* [TEXT SEGMENT]
*-*-*

The owners of a Minnesota-based media
company are suing for the right to refuse to serve gay couples.
Carl and Angel Larsen, the founders and
owners of Telescope Media Group, filed their lawsuit on Tuesday.
The Larsens claim in their lawsuit that
a Minnesota law which prohibits their video production business from
discriminating against gay couples violates their religious beliefs
about marriage.
Using their “media production and
filmmaking talents to produce a video promoting or communicating the
idea that marriage can exist between anyone but one man and one
woman” would violate their “religious beliefs about marriage,”
the Larsens said in their lawsuit, according to ABC
affiliate KSTP.
“Minnesota law requires business
owners, like the Larsens, who produce videos telling the story of
marriages between one man and one woman, to also produce videos
celebrating marriages between two men or two women, and to contract
in a way to celebrate these marriages,” the lawsuit states.

*-*-*

* [EXCERPTED DATA]
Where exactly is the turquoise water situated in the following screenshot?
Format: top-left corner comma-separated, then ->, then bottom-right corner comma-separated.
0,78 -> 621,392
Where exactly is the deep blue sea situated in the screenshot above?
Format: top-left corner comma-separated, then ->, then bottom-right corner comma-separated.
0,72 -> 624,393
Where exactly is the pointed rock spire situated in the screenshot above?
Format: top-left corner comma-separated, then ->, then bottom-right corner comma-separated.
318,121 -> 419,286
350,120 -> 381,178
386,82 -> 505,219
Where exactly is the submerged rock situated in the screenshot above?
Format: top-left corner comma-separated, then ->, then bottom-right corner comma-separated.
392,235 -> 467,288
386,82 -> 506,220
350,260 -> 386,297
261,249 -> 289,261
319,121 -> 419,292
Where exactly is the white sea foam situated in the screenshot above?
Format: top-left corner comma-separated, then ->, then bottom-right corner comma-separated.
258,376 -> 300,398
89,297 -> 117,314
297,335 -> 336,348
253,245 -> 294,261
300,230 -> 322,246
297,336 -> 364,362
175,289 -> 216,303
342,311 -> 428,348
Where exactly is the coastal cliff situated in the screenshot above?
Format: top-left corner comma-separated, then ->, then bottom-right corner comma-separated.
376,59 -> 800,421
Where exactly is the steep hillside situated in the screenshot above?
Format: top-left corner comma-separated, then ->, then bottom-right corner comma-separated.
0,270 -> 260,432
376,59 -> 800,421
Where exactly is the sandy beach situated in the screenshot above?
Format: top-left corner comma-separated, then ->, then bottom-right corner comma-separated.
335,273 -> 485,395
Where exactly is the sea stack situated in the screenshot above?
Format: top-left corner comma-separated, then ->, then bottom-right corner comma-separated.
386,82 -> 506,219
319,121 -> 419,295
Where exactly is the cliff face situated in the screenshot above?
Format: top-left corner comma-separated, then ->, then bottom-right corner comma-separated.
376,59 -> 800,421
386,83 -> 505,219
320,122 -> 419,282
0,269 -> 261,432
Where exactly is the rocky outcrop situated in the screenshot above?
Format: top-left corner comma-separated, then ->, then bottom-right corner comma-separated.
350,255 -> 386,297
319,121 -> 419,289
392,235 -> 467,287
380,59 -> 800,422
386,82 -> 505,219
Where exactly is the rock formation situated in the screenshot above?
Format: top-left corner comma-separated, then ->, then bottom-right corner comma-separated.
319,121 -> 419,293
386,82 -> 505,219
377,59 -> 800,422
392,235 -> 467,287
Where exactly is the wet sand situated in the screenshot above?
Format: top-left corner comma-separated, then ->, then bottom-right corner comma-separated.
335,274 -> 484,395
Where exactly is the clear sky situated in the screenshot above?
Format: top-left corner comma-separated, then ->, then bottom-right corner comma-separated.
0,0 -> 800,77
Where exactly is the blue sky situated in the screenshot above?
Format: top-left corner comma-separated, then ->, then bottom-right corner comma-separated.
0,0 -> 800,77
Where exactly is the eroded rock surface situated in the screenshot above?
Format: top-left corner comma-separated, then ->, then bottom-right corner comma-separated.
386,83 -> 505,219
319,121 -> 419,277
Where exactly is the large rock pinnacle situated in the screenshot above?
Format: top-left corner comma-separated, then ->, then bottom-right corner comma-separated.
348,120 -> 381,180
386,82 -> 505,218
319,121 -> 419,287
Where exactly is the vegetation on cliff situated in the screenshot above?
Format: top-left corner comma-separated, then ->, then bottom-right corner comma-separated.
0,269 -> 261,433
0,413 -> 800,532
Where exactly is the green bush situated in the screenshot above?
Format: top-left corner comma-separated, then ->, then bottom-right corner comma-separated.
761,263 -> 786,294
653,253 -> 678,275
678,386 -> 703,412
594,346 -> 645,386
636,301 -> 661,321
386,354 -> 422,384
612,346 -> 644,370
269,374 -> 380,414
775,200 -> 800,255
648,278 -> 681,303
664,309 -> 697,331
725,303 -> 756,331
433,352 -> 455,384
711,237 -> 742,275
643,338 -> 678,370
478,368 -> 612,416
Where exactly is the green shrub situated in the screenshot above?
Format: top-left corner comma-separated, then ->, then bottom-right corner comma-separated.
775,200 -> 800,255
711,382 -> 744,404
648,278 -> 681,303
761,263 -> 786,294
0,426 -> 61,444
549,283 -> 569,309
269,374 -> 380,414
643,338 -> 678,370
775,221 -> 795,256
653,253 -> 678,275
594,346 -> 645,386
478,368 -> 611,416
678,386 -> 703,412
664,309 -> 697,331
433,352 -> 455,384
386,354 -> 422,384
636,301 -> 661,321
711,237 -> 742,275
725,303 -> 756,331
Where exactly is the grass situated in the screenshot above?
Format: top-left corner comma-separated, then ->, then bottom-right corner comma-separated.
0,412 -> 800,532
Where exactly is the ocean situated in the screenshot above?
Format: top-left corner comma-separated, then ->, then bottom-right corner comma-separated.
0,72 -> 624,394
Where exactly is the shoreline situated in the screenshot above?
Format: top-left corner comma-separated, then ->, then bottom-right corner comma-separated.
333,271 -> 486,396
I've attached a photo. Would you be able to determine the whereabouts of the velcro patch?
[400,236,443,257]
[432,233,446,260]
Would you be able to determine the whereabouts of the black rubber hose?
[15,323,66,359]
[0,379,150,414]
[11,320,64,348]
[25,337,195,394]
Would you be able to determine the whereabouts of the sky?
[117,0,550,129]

*-*-*

* [PARTS OF THE EXERCISE]
1. Translate this sentence from the article on the Minnesota lawsuit into Spanish: "Carl and Angel Larsen, the founders and owners of Telescope Media Group, filed their lawsuit on Tuesday."
2. Revise the part of the records that opens with their first line and closes with the line containing "0,78 -> 621,392" by replacing "turquoise water" with "shallow water" and leaving everything else unchanged. Return only those lines.
The records have no connection to the article.

* [SOLUTIONS IN ORDER]
1. Carl y Angel Larsen, los fundadores y propietarios de Telescope Media Group, presentaron su demanda el martes.

2.
Where exactly is the shallow water situated in the following screenshot?
Format: top-left corner comma-separated, then ->, then bottom-right corner comma-separated.
0,78 -> 621,392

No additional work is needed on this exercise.